-- Recorded information follows --

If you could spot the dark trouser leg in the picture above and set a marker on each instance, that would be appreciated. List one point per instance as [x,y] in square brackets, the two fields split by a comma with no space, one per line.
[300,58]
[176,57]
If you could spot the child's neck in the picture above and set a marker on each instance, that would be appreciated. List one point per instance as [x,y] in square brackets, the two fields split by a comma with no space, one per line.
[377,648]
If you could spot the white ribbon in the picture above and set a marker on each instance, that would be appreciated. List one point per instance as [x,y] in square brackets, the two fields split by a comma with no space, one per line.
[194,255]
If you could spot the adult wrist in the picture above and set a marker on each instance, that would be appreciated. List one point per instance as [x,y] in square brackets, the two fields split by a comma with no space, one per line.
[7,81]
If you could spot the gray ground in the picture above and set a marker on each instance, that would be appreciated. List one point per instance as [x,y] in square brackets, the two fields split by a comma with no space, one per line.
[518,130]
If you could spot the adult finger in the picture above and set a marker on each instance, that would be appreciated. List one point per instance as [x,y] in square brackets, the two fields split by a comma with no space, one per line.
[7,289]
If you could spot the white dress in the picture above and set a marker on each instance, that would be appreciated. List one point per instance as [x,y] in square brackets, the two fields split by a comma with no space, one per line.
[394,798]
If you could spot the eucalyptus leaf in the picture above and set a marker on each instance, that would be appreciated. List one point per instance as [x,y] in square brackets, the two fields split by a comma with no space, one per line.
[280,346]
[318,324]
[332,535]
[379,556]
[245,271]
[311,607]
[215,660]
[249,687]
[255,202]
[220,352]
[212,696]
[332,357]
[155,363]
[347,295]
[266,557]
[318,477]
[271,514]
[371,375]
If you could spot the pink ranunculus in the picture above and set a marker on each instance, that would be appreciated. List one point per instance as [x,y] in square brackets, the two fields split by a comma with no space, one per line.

-- Recorded information concluded --
-- Recorded information follows --

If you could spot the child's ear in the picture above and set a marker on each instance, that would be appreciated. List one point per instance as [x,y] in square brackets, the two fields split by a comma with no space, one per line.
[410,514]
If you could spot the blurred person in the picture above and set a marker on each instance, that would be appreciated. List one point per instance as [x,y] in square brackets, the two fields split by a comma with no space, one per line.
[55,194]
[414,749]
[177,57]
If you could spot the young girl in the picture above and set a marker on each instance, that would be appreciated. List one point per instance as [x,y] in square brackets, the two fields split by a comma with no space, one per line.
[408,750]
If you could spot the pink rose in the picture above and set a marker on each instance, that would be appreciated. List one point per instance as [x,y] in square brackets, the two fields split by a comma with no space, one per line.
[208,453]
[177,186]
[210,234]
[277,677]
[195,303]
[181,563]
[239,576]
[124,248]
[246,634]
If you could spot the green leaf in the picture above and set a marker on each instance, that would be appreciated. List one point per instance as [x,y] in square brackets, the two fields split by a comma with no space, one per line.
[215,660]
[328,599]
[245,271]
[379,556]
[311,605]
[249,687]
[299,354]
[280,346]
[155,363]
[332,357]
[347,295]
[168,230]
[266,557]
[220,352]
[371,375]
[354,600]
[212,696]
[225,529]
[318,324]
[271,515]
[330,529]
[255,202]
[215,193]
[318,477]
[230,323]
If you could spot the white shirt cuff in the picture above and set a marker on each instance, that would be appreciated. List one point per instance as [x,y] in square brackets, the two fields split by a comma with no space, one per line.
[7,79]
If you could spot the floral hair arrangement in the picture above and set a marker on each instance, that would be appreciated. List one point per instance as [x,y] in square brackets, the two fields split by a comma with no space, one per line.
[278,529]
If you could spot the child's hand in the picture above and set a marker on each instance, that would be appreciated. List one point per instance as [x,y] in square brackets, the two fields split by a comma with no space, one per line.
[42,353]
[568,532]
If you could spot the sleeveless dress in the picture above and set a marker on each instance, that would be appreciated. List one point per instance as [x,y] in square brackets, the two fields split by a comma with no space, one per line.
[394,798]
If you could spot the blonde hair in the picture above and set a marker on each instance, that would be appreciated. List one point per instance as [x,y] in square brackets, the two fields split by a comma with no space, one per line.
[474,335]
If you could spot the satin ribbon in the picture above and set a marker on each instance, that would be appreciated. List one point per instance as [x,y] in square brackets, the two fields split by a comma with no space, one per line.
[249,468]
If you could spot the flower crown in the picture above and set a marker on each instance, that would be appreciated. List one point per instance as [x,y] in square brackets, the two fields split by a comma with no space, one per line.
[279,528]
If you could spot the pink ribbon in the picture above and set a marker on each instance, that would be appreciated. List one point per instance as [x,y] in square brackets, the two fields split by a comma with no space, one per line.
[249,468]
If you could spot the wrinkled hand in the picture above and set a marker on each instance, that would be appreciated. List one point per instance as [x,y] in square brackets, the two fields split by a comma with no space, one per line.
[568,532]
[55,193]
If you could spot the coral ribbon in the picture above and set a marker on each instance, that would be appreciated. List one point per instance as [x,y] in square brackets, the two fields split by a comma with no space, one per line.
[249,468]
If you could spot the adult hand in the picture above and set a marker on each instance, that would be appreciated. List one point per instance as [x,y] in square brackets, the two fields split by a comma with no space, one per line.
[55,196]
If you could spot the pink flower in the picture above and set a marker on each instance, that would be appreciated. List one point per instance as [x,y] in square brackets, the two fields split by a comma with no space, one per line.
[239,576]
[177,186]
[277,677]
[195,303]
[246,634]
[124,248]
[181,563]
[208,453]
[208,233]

-- Recorded information concluded --
-- Recorded information follows --

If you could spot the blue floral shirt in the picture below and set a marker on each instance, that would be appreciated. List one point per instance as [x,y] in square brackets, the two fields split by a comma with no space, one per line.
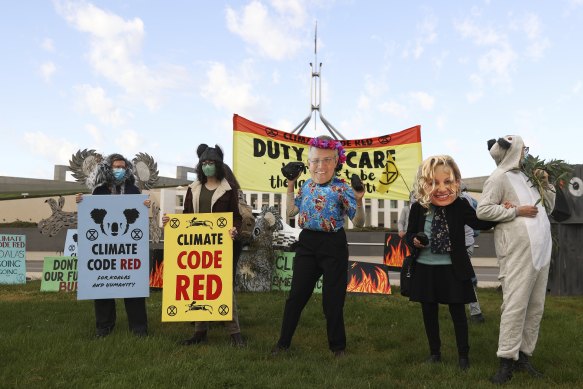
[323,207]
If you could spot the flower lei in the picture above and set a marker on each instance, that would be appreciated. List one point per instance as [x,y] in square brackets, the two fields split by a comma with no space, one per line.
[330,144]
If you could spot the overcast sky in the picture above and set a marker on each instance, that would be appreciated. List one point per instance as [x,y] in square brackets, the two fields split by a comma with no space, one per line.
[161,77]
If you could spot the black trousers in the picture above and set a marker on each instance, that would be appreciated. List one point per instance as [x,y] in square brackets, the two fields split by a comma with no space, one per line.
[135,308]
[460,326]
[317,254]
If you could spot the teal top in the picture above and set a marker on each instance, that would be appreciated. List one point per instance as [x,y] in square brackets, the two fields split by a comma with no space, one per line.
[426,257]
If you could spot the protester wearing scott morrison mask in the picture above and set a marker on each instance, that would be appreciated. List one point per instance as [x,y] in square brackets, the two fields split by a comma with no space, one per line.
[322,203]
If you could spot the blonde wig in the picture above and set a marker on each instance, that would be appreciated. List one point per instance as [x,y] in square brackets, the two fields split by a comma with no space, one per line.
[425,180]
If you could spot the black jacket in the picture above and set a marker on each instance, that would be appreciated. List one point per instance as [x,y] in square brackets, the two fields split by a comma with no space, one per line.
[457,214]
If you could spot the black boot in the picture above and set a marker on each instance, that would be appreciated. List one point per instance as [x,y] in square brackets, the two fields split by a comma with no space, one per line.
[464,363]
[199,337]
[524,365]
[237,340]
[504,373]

-- Recorded information concluded --

Look above for the line with "If you could spot the white ribbon" and the line with "If you could spot the pink ranunculus". Write out those two lines and all the lines between them, exactly, and no others.

If you could spot the white ribbon in the picture above and set a marker on each instance, that would be appreciated. List one point per instance as [x,y] in square brackets, the two fields split by a comma with no space, one per line.
[194,255]
If you could spot the adult wrist in the picture above and set a marker on each instance, that would be appreciated. List one point per instance as [x,y] in square brackets, the two fields split by a comma with no space, one per line.
[7,81]
If you could spot the gray ground in the picture above and set a marker on each instance, that would be appreciated. List one point per instance as [x,y] in square brackets, the two fields split by a comma with no space, one per line.
[518,130]
If you could spot the adult finger in the picture above and set a marker on each instance, that would be appreciated. List one point per instance as [x,y] in square brackets, the two fields split by a comma with no space, one per line.
[7,289]
If you could spot the white dress in the picture above and set a marker on each instance, that would be appreciated. List one point per instance as [x,y] in square brackets, the two fields split by a comma with no space, one per line.
[394,798]
If you could spot the eucalyptus leaf in the picture above and set a marker on each instance, that would be appreciated. List one point per instance as [x,y] in square brackets, the two fields split by a comma with no space, one per line.
[280,346]
[318,324]
[332,535]
[379,556]
[245,271]
[311,607]
[215,660]
[249,687]
[255,202]
[220,352]
[212,696]
[332,357]
[155,363]
[347,295]
[266,557]
[318,477]
[271,514]
[371,375]
If you could spot the pink ranunculus in the picture above and set a marker on each instance, that would be appreciated. List one point per instance as [x,y] in square brackets, the two fields split by a comma with no space, one per line.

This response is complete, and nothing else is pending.